### INSTRUCTIONS FOR THE TASK
Write out, without any change, the lines in the material below that run from the line with "If any narrow" through the line with "If any breakwater", both included.

### ENTRIES PROVIDED
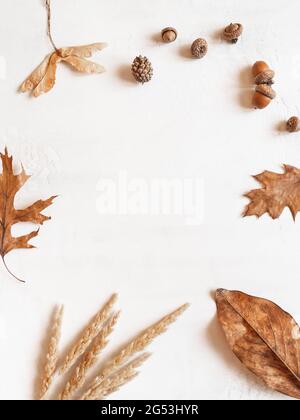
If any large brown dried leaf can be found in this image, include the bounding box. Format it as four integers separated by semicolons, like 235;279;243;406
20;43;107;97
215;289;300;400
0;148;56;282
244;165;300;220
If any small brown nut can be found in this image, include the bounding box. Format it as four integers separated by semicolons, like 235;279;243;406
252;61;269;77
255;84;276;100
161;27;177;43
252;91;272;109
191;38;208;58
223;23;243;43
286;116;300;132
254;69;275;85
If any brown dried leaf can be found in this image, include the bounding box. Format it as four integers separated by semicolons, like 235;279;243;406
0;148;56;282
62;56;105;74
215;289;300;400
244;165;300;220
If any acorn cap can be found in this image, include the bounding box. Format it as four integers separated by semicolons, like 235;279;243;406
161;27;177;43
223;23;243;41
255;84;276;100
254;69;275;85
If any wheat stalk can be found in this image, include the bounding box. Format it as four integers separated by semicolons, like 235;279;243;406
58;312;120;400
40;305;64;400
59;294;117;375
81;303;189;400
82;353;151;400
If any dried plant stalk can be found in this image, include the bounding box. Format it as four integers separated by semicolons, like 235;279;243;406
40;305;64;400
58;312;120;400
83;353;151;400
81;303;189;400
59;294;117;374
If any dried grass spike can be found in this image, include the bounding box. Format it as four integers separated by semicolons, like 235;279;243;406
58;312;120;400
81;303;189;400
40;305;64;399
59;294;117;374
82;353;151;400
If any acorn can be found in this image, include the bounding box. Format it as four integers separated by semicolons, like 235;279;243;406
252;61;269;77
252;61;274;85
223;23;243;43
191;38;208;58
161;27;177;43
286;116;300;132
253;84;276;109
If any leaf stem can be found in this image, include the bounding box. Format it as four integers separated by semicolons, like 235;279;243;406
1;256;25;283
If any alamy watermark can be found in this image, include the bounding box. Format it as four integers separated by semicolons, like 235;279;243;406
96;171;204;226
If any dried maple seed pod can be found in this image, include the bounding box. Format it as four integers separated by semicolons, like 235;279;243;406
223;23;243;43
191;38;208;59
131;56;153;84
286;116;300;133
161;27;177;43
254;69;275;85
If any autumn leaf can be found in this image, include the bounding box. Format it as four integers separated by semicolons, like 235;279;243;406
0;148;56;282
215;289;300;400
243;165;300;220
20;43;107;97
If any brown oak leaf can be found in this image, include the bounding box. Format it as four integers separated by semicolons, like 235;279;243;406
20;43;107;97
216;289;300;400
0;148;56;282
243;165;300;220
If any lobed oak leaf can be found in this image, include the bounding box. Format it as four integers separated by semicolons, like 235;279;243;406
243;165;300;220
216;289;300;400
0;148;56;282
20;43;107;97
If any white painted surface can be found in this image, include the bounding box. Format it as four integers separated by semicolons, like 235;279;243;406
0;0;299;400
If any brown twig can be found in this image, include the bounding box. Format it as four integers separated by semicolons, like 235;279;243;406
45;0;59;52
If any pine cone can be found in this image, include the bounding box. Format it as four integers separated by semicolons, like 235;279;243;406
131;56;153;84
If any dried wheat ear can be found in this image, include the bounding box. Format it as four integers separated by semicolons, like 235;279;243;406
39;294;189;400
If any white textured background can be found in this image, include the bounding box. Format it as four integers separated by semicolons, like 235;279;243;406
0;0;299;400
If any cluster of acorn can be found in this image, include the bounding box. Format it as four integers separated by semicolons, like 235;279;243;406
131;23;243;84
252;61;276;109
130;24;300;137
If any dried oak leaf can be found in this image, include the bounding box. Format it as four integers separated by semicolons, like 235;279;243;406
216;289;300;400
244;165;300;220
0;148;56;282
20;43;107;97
* * *
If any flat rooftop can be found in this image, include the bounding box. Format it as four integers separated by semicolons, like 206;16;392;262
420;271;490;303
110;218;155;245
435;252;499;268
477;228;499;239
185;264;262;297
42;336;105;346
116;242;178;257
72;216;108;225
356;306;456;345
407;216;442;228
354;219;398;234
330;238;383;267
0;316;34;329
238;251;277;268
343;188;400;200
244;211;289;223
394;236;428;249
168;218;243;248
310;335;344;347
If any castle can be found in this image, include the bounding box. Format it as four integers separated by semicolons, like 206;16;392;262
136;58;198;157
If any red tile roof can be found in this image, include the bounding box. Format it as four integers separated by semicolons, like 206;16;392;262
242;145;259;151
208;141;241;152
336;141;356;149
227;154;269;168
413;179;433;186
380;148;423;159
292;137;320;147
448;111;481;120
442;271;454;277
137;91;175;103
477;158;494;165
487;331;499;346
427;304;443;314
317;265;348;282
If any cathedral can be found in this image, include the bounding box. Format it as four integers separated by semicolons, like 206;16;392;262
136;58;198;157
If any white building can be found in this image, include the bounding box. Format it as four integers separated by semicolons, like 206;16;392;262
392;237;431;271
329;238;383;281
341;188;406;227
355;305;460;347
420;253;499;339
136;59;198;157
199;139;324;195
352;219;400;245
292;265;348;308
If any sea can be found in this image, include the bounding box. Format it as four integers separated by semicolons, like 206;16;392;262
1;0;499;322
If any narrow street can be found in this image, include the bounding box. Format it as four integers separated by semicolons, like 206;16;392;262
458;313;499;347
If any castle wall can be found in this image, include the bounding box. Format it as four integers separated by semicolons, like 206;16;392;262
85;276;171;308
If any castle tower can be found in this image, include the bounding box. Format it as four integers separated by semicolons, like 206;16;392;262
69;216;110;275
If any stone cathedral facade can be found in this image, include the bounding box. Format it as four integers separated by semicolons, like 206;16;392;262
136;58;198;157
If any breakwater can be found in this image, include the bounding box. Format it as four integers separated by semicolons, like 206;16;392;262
==
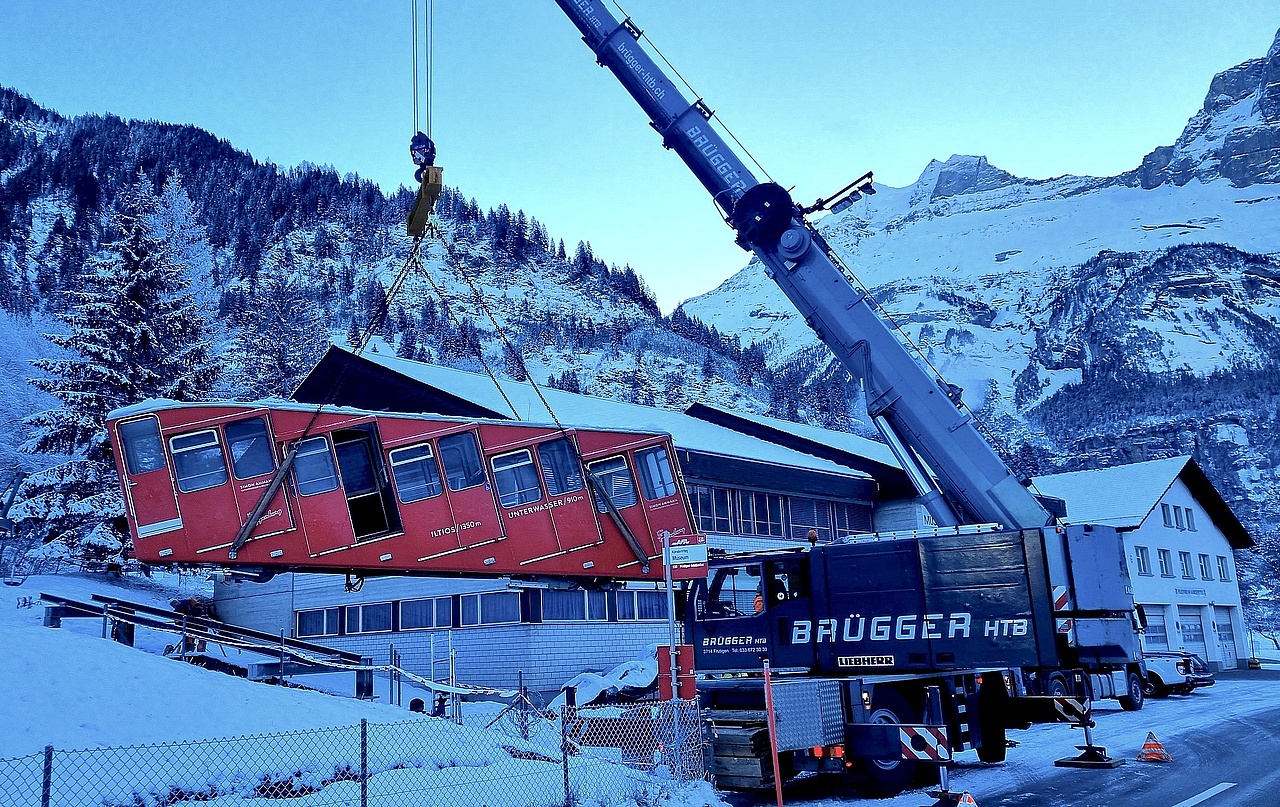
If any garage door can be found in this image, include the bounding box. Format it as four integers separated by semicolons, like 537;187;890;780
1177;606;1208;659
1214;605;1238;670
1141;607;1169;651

### RESPONSE TO THE TASK
If any narrow street can be found in this image, include the bounding box. Format it as four integers separated by semicolons, like 206;16;392;262
458;313;499;347
If any castle wall can be found in this image, include the bounding box. Format it as four integers separated by semicolons, like 206;16;392;262
85;276;171;308
If any castle tower can be found in this image, include the bounding box. Format it as four integers separated by semicolons, like 206;16;392;262
69;216;110;275
If any stone cathedral facade can be found in this image, include the bounding box. Format it as four integers separated by semicolons, like 206;16;392;262
136;58;198;157
If any breakwater can be found in this image, include the bounding box. Format it as four integers separated by semicolons, like 206;16;392;262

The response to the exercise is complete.